— start Material shown —

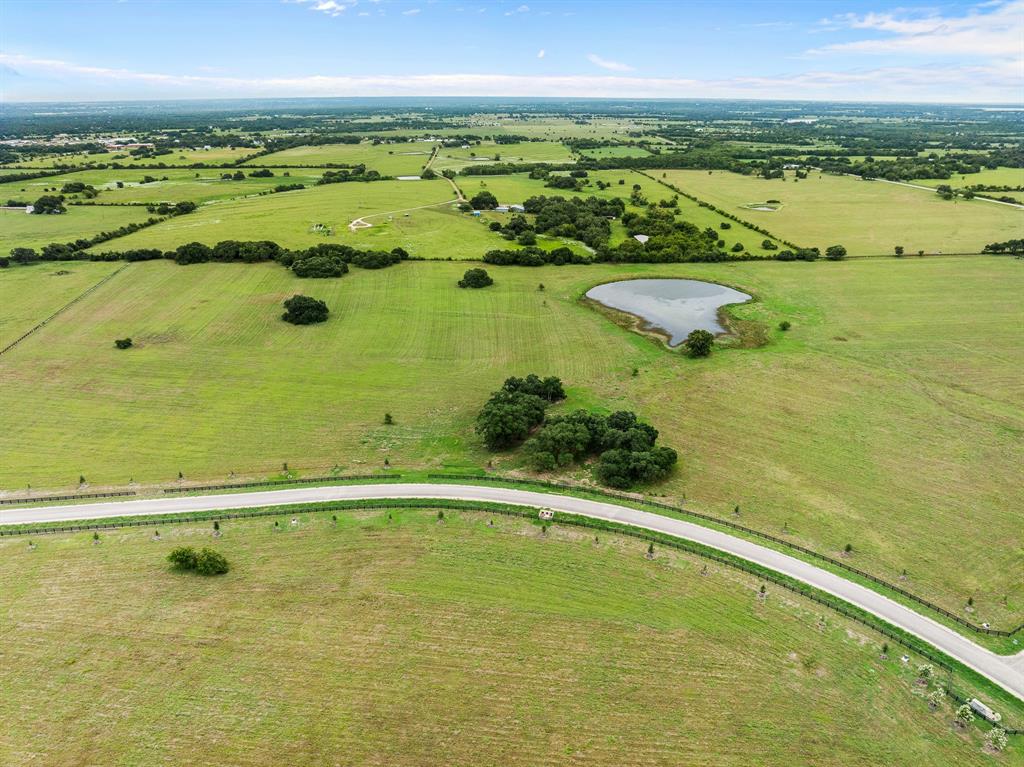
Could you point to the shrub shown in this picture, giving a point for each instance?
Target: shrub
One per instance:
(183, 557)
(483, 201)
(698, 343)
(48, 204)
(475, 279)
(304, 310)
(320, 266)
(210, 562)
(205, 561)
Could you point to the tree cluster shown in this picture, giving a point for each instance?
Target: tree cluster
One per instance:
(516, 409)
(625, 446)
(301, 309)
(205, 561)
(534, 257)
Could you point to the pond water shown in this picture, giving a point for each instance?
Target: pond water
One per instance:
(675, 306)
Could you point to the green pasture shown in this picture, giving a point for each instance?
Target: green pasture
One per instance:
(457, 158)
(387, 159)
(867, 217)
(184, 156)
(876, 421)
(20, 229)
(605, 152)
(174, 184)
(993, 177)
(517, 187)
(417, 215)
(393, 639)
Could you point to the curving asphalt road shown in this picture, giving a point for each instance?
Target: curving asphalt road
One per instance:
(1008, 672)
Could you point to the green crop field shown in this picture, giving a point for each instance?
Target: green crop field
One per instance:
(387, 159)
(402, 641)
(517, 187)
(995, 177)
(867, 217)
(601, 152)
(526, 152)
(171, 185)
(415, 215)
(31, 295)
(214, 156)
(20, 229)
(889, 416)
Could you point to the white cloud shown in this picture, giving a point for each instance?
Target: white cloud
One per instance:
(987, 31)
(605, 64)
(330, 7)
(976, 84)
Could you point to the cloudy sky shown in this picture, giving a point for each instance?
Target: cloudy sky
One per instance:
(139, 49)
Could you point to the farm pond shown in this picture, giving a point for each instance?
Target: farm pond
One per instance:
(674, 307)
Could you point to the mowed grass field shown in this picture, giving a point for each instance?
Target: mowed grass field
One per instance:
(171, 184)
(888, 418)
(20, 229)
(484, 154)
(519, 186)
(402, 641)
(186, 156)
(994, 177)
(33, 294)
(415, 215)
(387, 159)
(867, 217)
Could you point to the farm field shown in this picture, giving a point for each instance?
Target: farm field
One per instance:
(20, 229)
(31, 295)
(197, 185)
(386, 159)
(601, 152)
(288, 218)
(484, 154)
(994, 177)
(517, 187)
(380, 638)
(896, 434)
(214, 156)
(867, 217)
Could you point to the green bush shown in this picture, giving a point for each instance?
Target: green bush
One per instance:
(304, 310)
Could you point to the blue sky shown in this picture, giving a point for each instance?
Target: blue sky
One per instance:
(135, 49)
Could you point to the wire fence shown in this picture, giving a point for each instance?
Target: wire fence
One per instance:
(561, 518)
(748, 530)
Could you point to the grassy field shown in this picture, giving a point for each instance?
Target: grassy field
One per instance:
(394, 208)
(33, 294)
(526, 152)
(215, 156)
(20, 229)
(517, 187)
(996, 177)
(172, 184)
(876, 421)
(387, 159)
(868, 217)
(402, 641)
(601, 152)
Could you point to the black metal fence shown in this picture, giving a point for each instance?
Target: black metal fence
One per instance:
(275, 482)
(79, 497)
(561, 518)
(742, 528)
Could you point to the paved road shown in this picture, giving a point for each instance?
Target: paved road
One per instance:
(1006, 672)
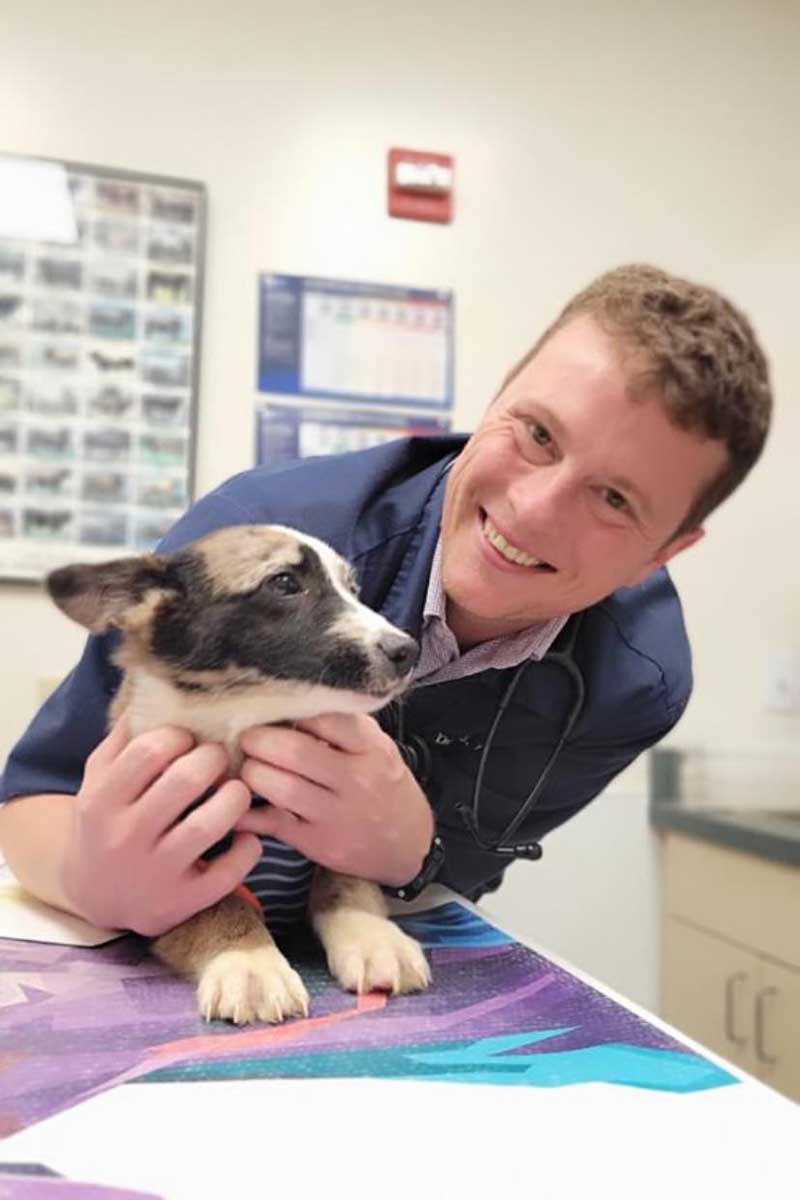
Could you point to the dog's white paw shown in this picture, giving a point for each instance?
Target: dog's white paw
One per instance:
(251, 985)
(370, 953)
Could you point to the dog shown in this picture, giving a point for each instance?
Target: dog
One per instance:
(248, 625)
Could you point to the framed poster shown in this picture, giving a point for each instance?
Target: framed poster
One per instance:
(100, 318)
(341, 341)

— end Material shown —

Can you give the listing above as a two-column CSV with columns "request" and "answer", one row per request, each in one quoted field with line breaks turned into spaces, and the pictures left out?

request,answer
"Could you point to the shrub shown in this picture, giving a point for each instance? Target: shrub One per instance:","(183, 557) (483, 201) (698, 343) (48, 204) (475, 279) (304, 310) (320, 266) (210, 562) (205, 561)"
"Could you point to the tree cluster shown in this picture, giving a point for each instance? Target: tree cluster One per instance:","(516, 409) (625, 446) (301, 309) (205, 561) (534, 257)"
"Could you point to the pond water shown in this picture, giving a point for each instance? Target: pond water One per instance:","(675, 306)"
"Could you point to the green pasture shown in this picture, giving a point for each instance? Target: green pasture One per instance:","(457, 158) (387, 159) (867, 217) (184, 156) (876, 421) (20, 229) (605, 152) (174, 184) (993, 177) (517, 187) (417, 215) (393, 639)"
"Could you point to the curving asphalt road shown in this picture, giving a point for each instance? Target: curving asphalt road One per instance:","(1008, 672)"
"Could you point to the green crop field shown in this picture, giving a point for each instance? Target: green crop field One per instance:","(387, 159) (402, 641) (517, 187) (995, 177) (867, 217) (601, 152) (526, 152) (171, 185) (415, 215) (31, 295) (214, 156) (20, 229) (889, 416)"
"Could you point to the white cloud shown in this picture, giving a point for each instance? Target: white cloud One per instance:","(987, 31) (605, 64) (330, 7) (976, 84)"
"Could you point to the cloudy sky shown in this picture, giving a point for each instance? Target: cloudy sky One per instance:","(139, 49)"
"Could you point to the farm pond shown in this picture, giving a point for each instance? Target: farm pond One per instance:","(674, 307)"
"Could you point to the mowed grass field shown in this picture, giving a point for each instance? Target: mowed grass field One per instance:","(171, 184) (888, 418) (20, 229) (484, 154) (519, 186) (402, 641) (186, 156) (994, 177) (33, 294) (415, 215) (387, 159) (867, 217)"
"Could you point to the farm field shown in this picture, giving a point for each instance? Target: farm field One per instance:","(20, 229) (31, 295) (197, 185) (386, 159) (601, 152) (288, 218) (484, 154) (994, 177) (517, 187) (380, 638) (896, 434) (214, 156) (867, 217)"
"Could you point to the green bush shown in this picture, giving a point for each instance? Target: green bush One per instance:","(304, 310)"
"Could you point to the blue sky shown in this picture, giving a point for each instance? Target: blue sky One per instance:","(135, 49)"
"Could you point to the wire fence shown in this picture, giving a point for each instance? Target: wire fence One per instance:","(561, 518) (748, 530)"
"Could you point to the grassy field shown in this picture, giving a point for each instance? Target: grassy field One per instance:","(394, 208) (33, 294) (526, 152) (215, 156) (20, 229) (517, 187) (996, 177) (172, 184) (876, 421) (387, 159) (868, 217) (402, 641) (601, 152)"
"Could you point to the black metal fence shown in this picture, giving a point for each instance? Target: black metal fence One per instance:","(275, 482) (79, 497) (561, 518) (742, 528)"
"Could you point to the paved road shown in this picture, giving a point for each instance? Target: paved road One per instance:","(1006, 672)"
"Could you point to the dog's white paw shown in this picture, giving a point for each instance? Target: dog's white paw One per instance:","(251, 985) (370, 953)"
"Could you point to the dog shown in this picture, giving a point for each instance? Target: dog One per instance:","(248, 625)"
"Could you point to the framed poster shown in this picture, giving a point for each instance? Target: framed poster One per instance:","(100, 318) (341, 341)"